### Source extract ###

Subject: Re: pciide lost interrupt - losing access to the file system
To: Manuel Bouyer <bouyer@antioche.lip6.fr>
From: Johan Ihren <johani@pdc.kth.se>
List: current-users
Date: 10/15/1999 09:31:38
Manuel Bouyer <bouyer@antioche.lip6.fr> writes:
> On Wed, Oct 13, 1999 at 10:04:59PM -0400, Rick Byers wrote:
> > Hi,
> >
> > I'm having a problem with NetBSD-current/i386 (a few days old). I wasn't
> > having this problem a few months ago (sorry I can't be more specific).
> > I've got two harddrives, wd0 is my windoze drive, wd1 is my NetBSD drive.
> > When playing mp3s (music files) from my NetBSD drive I get the following
> > kernel messages every minute or so (and access to the disk is suspended
> > for a few seconds):
> >
> > pciide0:0:1: lost interrupt
> > type: ata
> > c_bcount: 8192
> > c_skip: 0
> > pciide0:0:1: Bus-Master DMA error: missing interrupt, status=0x61
> > wd1e: DMA error writing fsbn 1517072 of 1517072-1517087 (wd1 bn 1694480; cn 1681 tn 0 sn 32), retrying
> > wd1: soft error (corrected)
> >
> > When playing mp3s from my Win95 drive, I get the same sort of message, but
> > instead of "wd1: soft error (corrected)", I get "pciide0:0:0: missing
> > untimeout" and the system never recovers - all access to either disk just
> > blocks forever. I can break into the debugger and do a "reboot", but I
> > get "syncing disks ... panic: lockmgr: no context".

### Data provided ###

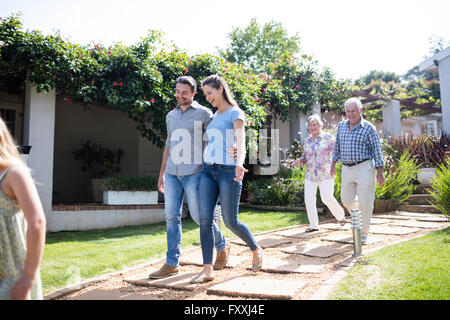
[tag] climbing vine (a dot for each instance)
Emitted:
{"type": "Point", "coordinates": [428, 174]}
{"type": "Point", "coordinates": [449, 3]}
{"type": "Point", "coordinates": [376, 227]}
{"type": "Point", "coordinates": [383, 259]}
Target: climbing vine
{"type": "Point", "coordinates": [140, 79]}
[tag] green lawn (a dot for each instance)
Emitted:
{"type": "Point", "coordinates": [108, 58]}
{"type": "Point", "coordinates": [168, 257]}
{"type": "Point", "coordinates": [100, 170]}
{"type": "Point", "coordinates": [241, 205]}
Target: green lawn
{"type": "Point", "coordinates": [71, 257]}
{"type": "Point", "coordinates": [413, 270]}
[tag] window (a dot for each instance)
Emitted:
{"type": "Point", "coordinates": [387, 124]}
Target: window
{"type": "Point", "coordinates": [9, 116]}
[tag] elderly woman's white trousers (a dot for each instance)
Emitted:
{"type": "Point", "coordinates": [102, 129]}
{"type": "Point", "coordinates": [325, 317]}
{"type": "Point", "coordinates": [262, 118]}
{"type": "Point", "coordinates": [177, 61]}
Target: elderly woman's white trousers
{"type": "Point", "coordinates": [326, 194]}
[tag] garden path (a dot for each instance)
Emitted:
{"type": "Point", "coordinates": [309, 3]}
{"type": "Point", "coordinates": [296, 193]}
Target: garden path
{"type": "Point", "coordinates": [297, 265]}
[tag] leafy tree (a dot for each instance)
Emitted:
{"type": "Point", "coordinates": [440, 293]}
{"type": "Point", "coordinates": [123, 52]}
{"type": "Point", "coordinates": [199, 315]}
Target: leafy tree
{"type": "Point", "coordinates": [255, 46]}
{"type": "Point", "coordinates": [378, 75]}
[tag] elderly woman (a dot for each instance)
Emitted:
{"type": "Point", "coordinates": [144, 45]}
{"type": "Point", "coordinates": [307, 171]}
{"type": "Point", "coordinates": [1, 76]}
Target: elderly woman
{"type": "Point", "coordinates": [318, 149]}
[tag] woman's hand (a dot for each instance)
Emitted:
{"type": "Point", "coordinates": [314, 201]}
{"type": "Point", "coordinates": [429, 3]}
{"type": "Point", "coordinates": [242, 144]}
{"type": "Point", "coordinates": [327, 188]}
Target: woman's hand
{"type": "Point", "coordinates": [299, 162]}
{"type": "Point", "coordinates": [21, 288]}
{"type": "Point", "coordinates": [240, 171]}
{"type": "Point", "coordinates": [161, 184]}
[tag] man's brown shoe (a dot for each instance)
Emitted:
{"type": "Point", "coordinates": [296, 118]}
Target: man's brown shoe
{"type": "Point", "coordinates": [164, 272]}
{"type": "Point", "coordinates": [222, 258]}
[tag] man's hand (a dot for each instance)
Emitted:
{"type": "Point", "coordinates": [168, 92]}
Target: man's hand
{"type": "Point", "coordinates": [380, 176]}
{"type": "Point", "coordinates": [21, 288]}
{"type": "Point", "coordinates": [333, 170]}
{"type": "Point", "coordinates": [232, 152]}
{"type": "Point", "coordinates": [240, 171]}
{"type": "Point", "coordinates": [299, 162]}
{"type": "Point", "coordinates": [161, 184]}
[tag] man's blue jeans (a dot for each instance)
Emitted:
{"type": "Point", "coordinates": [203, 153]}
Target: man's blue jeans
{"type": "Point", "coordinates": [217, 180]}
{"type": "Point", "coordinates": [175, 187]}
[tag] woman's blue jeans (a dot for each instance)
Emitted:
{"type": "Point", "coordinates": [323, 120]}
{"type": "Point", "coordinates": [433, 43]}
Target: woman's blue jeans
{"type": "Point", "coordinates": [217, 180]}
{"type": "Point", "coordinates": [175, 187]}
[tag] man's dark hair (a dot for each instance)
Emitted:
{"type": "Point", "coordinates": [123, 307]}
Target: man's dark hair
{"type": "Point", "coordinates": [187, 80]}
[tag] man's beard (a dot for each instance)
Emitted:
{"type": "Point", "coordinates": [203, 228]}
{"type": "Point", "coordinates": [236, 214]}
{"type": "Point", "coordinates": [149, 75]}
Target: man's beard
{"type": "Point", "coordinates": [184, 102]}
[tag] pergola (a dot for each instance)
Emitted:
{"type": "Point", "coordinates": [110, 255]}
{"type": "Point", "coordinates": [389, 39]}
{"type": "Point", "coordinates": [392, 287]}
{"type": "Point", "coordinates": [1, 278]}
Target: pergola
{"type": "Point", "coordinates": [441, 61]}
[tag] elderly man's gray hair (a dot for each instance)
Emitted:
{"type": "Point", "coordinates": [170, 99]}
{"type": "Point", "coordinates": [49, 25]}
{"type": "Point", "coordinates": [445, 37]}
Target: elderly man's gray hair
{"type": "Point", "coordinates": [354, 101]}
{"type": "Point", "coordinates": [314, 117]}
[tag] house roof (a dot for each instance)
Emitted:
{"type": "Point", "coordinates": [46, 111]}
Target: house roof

###
### Data provided ###

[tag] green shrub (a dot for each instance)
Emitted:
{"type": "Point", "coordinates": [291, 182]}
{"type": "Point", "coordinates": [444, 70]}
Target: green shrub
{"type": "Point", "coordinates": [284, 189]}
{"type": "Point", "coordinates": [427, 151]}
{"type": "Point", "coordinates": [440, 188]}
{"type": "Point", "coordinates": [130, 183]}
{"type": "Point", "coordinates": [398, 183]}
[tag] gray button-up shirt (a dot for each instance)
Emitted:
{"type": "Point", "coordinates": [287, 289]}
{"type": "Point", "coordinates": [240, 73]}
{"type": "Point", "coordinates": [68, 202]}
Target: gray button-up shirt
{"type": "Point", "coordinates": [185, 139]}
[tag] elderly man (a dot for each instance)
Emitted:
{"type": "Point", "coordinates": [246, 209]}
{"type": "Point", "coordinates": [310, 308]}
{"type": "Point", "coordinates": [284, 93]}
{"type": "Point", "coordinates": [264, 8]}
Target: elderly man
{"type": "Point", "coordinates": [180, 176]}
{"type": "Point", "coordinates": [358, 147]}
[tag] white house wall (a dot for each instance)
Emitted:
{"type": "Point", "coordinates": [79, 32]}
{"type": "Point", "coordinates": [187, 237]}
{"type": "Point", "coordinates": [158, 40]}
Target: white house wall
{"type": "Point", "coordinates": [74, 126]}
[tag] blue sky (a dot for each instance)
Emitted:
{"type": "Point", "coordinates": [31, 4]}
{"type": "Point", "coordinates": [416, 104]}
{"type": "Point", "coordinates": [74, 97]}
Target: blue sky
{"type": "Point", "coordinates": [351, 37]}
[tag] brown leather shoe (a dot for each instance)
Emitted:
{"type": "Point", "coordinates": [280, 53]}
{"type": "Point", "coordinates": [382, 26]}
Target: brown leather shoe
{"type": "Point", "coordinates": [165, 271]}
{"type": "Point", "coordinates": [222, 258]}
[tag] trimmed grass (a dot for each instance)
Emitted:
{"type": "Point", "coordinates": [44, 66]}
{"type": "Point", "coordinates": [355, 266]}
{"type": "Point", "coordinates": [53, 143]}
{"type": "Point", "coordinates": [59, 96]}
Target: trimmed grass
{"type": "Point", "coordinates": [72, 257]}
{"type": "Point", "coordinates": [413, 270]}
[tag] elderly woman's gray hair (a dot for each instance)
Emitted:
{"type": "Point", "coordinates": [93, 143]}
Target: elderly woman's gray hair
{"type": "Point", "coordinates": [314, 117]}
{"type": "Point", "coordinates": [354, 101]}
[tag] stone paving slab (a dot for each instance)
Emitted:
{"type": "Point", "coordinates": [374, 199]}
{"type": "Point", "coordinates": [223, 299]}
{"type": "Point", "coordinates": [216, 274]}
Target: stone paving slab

###

Written tasks
1) Edit the records starting with the line with "[tag] stone paving" and going on through the line with "Target: stone paving slab", replacing "Emitted" with "Output" and leaving everything else unchanged. Return only those lines.
2) Resume the mailing list post about the pciide lost interrupt problem, picking up right after its last line.

Results in order
1)
[tag] stone paving slab (a dot for each instance)
Output:
{"type": "Point", "coordinates": [374, 199]}
{"type": "Point", "coordinates": [223, 299]}
{"type": "Point", "coordinates": [216, 274]}
Target: stone paving slab

2)
>
> This is interesting, it shouldn't happens. I can't look at this rigth now but
> I'll try in the next few days. As you can reproduce the problem, maybe you'll
> can test some patches for me ?
> Oh, and please send-pr this so it doesn't get lost.
I'm seeing the same thing, except in my case it is while trying to
install 1.4 onto an old 486-machine (no PCI). I.e. what I see is
basically:
wdc0:0:0: device timeout
type: ata
c_bcount: 0
c_skip: 0
over and over when booting from the install floppy. First I thought it
must be broken h/w, but since other OSes (not to mention by name)
install nicely it seems like a NetBSD problem.
Please note that since I'm installing stock 1.4 (straight from the
Usenix-CD) it does not appear to be only a recent problem.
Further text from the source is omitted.